# Texte fourni:
====================

Pouvoir syndical en France : la remontada ?
Autrice : Juliette Bezat, rédactrice
Relecteurs : Jean-Paul Markus, professeur de droit public, Université Paris-Saclay
Secrétariat de rédaction : Emma Cacciamani et Yeni Daimallah
Le 7 février, les Français ont manifesté pour la troisième fois contre la réforme des retraites. Alors qu’elles semblaient en recul ces dernières années, les grandes centrales syndicales ont réalisé une vraie démonstration de force en parvenant à mobiliser massivement lors des trois mobilisations. L’occasion de faire un point sur l’état du pouvoir syndical et l’impact des grèves en France.

====================

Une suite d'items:
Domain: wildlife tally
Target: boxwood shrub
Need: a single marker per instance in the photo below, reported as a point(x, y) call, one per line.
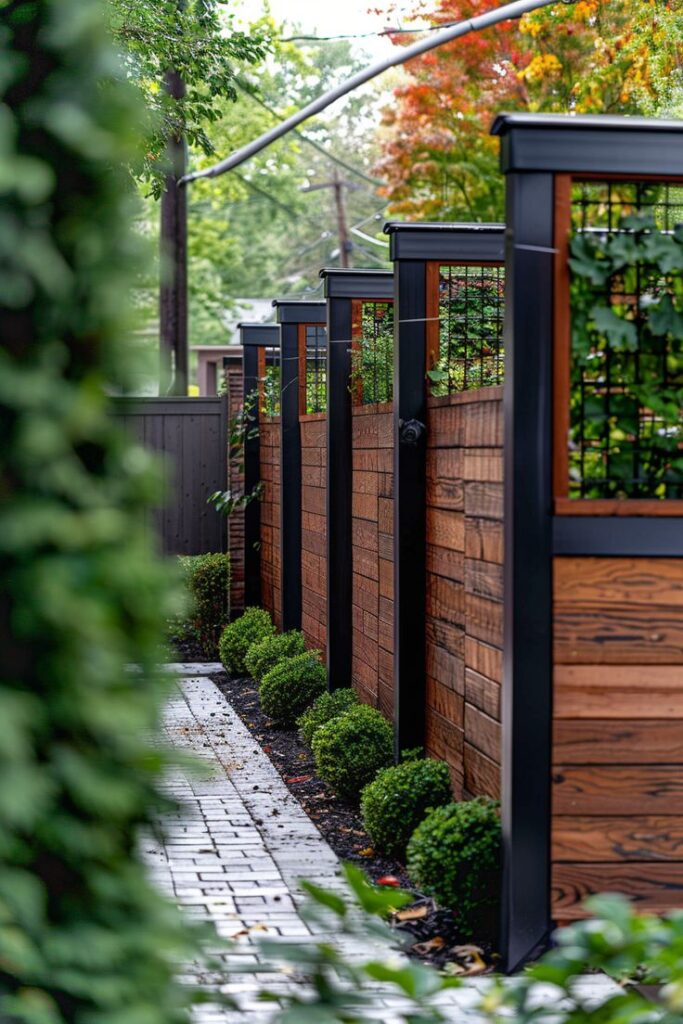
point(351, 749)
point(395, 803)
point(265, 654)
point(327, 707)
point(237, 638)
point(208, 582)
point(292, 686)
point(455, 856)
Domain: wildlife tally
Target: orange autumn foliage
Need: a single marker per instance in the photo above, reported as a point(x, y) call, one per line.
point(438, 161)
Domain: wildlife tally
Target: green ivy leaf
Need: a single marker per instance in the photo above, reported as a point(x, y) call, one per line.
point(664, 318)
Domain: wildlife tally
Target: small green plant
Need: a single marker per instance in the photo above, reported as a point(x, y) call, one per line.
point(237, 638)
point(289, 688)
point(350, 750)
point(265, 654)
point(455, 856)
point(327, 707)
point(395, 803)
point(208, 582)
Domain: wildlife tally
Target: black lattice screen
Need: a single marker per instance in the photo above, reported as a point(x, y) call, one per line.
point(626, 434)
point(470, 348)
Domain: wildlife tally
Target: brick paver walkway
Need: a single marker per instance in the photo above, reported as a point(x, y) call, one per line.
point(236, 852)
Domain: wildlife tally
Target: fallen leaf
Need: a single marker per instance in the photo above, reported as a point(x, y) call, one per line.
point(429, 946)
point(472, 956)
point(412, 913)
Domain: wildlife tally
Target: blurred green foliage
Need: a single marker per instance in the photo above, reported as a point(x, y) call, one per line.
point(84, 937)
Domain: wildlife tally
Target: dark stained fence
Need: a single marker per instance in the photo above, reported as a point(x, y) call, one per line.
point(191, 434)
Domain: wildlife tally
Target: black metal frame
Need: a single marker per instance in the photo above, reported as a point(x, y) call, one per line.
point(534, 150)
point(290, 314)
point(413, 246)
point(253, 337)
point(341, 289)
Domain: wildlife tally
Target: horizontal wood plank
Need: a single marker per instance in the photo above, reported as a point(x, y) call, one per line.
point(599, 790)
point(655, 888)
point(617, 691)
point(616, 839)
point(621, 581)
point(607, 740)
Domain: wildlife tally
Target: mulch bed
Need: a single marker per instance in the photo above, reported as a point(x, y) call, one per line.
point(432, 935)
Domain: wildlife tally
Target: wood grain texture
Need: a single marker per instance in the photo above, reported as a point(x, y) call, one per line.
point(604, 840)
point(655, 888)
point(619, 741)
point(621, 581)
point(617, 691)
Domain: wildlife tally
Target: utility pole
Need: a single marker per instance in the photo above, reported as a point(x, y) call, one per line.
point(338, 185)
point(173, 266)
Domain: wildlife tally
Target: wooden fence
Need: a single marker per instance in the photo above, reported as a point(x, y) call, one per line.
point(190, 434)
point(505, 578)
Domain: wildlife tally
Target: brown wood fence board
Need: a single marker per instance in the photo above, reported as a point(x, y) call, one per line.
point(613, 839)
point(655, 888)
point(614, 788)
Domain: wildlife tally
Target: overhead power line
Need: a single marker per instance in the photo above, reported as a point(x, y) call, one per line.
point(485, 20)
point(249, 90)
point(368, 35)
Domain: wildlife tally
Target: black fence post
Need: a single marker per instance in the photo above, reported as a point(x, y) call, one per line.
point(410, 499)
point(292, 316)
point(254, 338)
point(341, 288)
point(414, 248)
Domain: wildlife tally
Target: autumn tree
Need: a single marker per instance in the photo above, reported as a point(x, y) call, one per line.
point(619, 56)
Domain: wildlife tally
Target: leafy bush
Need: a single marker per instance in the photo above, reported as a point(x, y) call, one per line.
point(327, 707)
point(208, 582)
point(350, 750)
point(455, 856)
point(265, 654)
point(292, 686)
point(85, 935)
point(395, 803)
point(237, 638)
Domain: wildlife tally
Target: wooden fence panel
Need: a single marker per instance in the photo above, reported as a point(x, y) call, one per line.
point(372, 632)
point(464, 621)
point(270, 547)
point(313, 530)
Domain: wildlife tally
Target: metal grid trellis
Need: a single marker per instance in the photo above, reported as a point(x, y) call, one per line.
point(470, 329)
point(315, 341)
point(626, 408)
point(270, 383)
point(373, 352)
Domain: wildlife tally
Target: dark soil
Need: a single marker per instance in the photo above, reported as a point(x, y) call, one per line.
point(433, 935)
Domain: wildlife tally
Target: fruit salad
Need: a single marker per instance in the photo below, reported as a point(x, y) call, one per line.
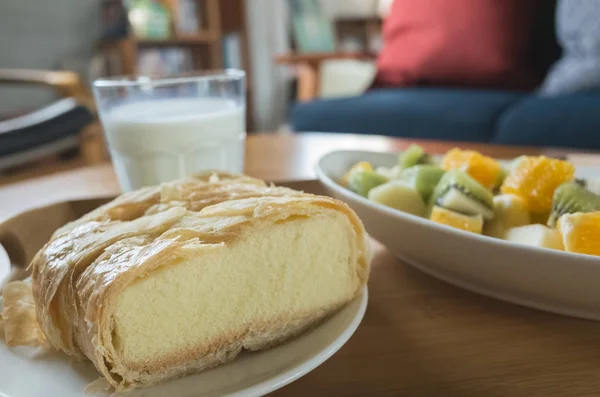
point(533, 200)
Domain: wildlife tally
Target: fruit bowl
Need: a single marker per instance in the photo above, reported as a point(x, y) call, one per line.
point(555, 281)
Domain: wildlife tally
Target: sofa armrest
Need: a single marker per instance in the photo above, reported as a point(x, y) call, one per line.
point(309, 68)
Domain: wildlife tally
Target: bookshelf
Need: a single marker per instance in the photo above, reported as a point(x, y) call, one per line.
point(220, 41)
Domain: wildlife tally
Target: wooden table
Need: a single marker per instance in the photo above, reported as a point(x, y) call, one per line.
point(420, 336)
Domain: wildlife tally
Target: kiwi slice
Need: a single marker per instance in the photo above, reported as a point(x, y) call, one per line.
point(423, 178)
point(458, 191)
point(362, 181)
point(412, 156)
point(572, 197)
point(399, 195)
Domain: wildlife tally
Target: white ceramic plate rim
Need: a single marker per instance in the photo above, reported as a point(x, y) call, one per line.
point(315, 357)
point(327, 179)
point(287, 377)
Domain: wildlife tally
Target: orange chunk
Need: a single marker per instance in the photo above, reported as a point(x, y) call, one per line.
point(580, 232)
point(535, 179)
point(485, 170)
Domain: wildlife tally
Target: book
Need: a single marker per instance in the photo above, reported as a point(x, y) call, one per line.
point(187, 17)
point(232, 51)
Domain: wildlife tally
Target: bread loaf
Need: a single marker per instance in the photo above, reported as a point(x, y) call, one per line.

====================

# Problème A:
D'après le texte sur le pouvoir syndical en France, pour la combientième fois les Français ont-ils manifesté contre la réforme des retraites le 7 février ?
# Problème B:
Reproduisez à l'identique le passage du texte sur le pouvoir syndical en France qui va de "Pouvoir syndical en" jusqu'à "grèves en France.".
# Problème C:
Poursuivez, s'il vous plaît, le texte sur le pouvoir syndical en France à partir de sa dernière phrase.
Ces items n'ont aucun rapport avec le texte.

# Réponse A:
Pour la troisième fois.

# Réponse B:
Pouvoir syndical en France : la remontada ?
Autrice : Juliette Bezat, rédactrice
Relecteurs : Jean-Paul Markus, professeur de droit public, Université Paris-Saclay
Secrétariat de rédaction : Emma Cacciamani et Yeni Daimallah
Le 7 février, les Français ont manifesté pour la troisième fois contre la réforme des retraites. Alors qu’elles semblaient en recul ces dernières années, les grandes centrales syndicales ont réalisé une vraie démonstration de force en parvenant à mobiliser massivement lors des trois mobilisations. L’occasion de faire un point sur l’état du pouvoir syndical et l’impact des grèves en France.

# Réponse C:
L’intersyndicale a annoncé une cinquième journée de mobilisation dans toute la France le 16 février – qui s’ajoute donc à celle du 11. Dans ce contexte de forte mobilisation sociale, le sénateur LR Stéphane Le Rudulier a déposé une proposition de loi visant à “compléter le cadre légal réglementant l’exercice du droit de grève”. Le texte prévoit ainsi de nouvelles dispositions pour interdire le droit de grève dans le secteur des transports en commun, notamment les deux premiers et les deux derniers jours de chaque congé scolaire. Un texte similaire a été déposé à l’Assemblée, prévoyant quant à lui de l’interdire sur la totalité de la période des vacances scolaires. De son côté, le gouvernement réfléchirait lui aussi à des pistes pour limiter l’impact des grèves, notamment en demandant aux salariés du secteur de se déclarer encore plus tôt que les 48h prévues actuellement.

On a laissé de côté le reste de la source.